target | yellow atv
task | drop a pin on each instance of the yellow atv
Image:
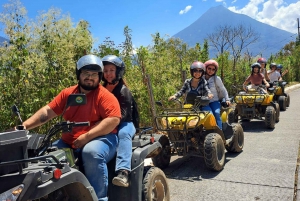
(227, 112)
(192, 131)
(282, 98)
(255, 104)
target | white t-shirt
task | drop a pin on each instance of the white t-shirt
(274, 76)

□ □ □ □ □ □ □

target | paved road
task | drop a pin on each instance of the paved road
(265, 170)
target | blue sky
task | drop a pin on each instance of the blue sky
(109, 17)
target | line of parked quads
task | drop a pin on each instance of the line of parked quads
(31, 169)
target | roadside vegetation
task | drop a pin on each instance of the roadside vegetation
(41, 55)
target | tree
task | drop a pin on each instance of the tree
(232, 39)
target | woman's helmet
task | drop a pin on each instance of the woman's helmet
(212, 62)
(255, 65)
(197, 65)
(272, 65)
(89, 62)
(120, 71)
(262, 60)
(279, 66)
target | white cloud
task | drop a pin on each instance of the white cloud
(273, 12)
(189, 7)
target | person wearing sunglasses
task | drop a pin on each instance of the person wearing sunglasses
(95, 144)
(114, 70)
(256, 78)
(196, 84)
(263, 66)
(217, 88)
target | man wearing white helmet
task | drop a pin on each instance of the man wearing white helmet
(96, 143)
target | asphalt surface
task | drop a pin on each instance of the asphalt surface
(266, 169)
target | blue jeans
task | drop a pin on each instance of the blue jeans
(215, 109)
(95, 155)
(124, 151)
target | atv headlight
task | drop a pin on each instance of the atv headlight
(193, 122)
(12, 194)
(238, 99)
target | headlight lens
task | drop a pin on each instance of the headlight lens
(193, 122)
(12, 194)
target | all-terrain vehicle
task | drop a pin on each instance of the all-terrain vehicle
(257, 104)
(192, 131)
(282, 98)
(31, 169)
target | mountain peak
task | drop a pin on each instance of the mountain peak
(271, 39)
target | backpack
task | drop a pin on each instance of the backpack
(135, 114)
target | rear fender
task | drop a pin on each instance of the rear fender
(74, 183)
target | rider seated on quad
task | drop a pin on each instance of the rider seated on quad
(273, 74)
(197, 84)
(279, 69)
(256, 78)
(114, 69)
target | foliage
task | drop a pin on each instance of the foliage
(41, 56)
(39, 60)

□ □ □ □ □ □ □

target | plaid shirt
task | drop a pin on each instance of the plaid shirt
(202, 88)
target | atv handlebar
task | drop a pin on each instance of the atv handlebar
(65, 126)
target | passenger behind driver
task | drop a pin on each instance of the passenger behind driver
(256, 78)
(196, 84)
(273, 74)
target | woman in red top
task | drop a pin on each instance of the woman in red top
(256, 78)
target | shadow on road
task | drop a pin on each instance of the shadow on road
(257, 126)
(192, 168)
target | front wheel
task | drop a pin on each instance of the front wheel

□ □ □ □ □ □ □

● Your goal: Take the records above and return, word for word, only the lines that fall from the line with "task | drop a pin on each instance of the shadow" to the line with "task | drop a pin on each instance of the front", both of them included.

● Output of the task:
task | drop a pin on each instance of the shadow on road
(257, 126)
(192, 168)
target | front wheel
task | drop a pin on each instance of the front wheel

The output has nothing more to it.